=== THINGS TO DO ===
• 1. Answer these from the PWFA page:
(a) In which version was the Ions class added?
(b) In what units is the ion mass A given?
(c) What default value does n_samp take?
• 2. From the PWFA page, return everything from "lambda_large(r0)[source]¶: The wavelength" down to "( $r_0 > \sigma_r$ ) oscillations.".

=== PAGE TEXT ===
━━━━━━━━

2.3.1. PWFA¶

class scisalt.PWFA.Ions(A, N_e, sig_r, sig_xi, r0_big=None, n_samp=1000, order=5)[source]¶

New in version 1.6.

A class to facilitate calculating ion motion in PWFA ion columns due to cylindrical, infinitely-long gaussian beams.

A¶: Ion mass in units of AMU

N_e¶: Number of electrons in bunch

k¶: Driving force term: $r'' = -k \left( \frac{1-e^{-r^2/2{\sigma_r}^2}}{r} \right)$

k_small¶

Small-angle driving force term: $r'' = -k_{small} r$ .

Note: $k_{small} = \frac{k}{2{\sigma_r^2}}$

lambda_large(r0)[source]¶: The wavelength for large ( $r_0 < \sigma_r$ ) oscillations.

lambda_small¶: The wavelength for small ( $r_0 < \sigma_r$ ) oscillations.

m¶: Ion mass

omega_big(r0)[source]¶

r(x, r0)[source]¶: Numerically solved trajectory function for initial conditons $r(0) = r_0$ and $r'(0) = 0$ .

r_large(x, r0)[source]¶: Approximate trajectory function for large ( $r_0 > \sigma_r$ ) oscillations.

━━━━━━━━

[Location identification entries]
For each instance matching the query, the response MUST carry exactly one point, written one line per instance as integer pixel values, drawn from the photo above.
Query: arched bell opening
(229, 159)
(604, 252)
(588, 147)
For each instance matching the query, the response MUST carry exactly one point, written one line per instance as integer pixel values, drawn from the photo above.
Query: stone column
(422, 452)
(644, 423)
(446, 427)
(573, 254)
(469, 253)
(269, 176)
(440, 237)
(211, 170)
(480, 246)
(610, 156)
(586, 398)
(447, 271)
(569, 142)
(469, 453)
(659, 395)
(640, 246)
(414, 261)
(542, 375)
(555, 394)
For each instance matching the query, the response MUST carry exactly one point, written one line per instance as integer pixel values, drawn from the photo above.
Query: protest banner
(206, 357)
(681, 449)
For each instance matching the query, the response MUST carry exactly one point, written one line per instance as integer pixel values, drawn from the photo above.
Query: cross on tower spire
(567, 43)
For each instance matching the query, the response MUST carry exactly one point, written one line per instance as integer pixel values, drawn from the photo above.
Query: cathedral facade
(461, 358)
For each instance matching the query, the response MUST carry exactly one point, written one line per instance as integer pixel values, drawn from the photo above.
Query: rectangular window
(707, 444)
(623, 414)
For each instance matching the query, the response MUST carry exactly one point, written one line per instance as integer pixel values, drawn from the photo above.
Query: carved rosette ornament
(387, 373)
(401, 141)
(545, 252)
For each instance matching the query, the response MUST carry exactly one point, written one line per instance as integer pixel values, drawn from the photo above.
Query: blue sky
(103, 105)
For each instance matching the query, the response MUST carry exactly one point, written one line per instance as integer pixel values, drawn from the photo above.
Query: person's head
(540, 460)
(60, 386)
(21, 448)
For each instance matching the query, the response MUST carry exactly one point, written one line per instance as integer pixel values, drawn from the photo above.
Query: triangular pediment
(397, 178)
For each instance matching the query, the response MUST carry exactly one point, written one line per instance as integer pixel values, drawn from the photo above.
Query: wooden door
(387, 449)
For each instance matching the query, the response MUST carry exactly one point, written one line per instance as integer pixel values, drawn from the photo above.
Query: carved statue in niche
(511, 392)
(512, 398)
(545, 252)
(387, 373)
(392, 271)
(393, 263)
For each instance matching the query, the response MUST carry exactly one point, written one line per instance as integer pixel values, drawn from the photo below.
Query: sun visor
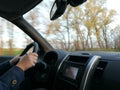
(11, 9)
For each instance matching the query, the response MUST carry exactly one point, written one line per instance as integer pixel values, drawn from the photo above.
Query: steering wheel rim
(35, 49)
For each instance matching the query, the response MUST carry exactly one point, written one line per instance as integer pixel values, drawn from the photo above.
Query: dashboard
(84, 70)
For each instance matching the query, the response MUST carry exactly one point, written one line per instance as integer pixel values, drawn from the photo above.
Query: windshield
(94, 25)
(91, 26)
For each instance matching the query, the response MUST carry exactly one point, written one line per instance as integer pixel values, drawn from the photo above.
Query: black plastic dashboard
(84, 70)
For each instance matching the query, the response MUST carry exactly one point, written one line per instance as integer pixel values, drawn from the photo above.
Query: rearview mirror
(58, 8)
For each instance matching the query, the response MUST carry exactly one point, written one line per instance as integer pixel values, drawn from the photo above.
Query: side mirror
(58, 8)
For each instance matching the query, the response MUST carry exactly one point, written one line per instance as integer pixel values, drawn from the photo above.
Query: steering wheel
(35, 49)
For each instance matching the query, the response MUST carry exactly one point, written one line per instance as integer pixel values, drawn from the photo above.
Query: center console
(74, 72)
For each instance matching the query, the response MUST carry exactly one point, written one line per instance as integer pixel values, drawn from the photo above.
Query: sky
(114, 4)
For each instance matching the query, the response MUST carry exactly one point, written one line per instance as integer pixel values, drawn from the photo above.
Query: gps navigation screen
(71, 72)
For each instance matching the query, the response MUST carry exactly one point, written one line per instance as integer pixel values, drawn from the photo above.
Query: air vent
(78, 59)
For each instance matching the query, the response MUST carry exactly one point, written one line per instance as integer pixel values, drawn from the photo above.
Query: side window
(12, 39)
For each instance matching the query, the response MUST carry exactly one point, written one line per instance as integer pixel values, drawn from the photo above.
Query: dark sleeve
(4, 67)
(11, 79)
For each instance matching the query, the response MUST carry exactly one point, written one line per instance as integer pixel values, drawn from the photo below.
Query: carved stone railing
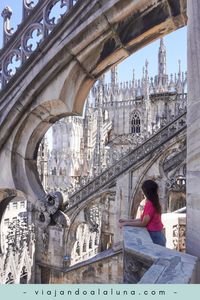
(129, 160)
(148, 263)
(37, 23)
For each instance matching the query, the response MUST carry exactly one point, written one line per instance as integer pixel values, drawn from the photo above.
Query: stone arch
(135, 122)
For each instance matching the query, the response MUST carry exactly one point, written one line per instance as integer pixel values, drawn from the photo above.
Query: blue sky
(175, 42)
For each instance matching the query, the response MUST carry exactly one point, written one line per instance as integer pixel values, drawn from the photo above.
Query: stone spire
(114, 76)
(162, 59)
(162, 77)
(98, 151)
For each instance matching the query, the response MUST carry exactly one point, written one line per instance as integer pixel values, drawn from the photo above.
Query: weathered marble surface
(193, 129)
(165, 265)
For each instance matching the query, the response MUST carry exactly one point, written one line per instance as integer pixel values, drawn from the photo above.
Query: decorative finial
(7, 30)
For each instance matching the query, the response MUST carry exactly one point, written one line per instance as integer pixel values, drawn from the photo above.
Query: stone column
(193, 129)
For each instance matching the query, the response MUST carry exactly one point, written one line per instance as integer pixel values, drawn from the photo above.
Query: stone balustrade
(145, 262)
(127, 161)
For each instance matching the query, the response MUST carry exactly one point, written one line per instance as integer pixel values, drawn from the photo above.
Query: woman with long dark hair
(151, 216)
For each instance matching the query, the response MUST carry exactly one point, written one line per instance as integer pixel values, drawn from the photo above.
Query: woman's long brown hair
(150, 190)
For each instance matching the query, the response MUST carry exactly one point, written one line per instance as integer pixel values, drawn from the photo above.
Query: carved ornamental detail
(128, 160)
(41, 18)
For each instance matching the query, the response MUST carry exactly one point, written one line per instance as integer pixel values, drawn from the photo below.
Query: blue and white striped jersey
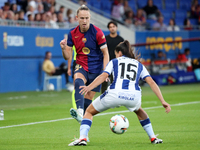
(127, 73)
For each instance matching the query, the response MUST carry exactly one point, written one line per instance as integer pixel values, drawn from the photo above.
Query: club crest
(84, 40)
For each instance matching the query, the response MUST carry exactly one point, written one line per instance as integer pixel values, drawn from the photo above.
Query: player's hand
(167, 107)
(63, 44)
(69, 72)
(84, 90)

━━━━━━━━

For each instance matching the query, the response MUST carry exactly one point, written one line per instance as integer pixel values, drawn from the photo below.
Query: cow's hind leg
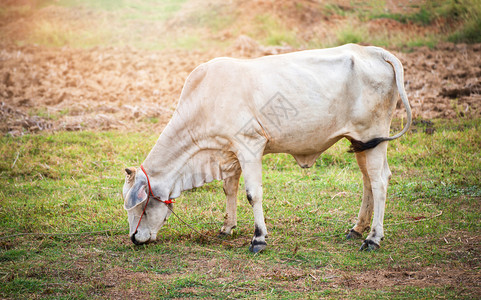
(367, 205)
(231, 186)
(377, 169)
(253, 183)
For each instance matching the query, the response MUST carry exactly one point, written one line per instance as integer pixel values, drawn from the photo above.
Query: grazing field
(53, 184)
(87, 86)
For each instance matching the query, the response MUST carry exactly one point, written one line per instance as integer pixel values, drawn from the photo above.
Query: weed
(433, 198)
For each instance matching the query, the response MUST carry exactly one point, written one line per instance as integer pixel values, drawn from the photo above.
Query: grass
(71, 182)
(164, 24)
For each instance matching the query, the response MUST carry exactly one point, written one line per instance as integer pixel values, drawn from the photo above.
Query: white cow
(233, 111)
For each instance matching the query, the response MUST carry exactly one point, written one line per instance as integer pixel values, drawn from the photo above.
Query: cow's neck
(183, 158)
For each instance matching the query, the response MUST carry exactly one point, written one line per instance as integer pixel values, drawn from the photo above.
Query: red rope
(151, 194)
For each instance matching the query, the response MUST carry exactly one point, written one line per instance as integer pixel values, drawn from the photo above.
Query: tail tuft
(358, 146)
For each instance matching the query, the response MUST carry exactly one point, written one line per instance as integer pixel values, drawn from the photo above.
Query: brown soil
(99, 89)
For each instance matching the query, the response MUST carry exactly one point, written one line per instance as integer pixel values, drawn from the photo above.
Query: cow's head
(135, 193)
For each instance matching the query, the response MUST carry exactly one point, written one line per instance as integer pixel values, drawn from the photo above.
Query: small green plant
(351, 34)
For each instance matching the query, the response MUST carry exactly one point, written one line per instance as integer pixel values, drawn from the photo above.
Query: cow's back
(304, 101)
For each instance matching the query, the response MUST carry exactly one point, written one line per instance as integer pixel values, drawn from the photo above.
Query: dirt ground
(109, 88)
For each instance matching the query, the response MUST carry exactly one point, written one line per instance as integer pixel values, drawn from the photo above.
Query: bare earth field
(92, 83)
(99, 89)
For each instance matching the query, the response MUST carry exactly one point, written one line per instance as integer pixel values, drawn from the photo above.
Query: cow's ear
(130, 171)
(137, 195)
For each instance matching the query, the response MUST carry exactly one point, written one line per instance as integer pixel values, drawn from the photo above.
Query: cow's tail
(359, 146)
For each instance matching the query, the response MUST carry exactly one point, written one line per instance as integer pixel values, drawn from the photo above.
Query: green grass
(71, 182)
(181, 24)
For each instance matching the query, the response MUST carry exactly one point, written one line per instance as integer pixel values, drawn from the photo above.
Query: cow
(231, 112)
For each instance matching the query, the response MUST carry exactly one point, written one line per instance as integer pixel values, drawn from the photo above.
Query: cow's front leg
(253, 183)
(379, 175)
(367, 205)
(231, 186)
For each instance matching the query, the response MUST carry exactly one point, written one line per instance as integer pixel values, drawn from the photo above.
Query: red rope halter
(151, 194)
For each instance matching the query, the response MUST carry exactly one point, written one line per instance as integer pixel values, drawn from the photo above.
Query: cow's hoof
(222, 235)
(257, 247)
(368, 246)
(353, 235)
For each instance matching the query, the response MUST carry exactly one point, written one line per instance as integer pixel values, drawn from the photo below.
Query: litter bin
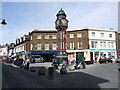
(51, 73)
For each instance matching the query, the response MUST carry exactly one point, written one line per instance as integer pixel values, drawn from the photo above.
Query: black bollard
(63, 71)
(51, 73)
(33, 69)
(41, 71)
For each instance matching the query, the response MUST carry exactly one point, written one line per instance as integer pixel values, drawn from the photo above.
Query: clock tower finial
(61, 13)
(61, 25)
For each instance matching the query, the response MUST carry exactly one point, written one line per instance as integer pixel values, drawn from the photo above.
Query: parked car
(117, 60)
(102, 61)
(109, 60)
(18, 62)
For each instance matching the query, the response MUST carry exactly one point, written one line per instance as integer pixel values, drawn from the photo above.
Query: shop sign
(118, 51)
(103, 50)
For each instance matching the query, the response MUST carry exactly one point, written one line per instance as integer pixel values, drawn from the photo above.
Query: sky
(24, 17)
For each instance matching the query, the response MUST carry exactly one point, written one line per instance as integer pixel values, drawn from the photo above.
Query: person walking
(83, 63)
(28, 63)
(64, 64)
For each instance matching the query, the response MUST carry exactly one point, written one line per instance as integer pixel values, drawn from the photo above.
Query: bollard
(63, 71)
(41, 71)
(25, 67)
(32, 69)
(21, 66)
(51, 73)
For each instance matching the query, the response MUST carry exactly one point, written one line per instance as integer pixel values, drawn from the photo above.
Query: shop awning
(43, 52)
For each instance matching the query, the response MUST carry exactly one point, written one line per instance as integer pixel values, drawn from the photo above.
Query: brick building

━━━━━━━━

=== FINAL RESULTS ===
• 1.
(a) Version 1.6
(b) Units of AMU
(c) 1000

• 2.
lambda_large(r0)[source]¶: The wavelength for large ( $r_0 < \sigma_r$ ) oscillations.

lambda_small¶: The wavelength for small ( $r_0 < \sigma_r$ ) oscillations.

m¶: Ion mass

omega_big(r0)[source]¶

r(x, r0)[source]¶: Numerically solved trajectory function for initial conditons $r(0) = r_0$ and $r'(0) = 0$ .

r_large(x, r0)[source]¶: Approximate trajectory function for large ( $r_0 > \sigma_r$ ) oscillations.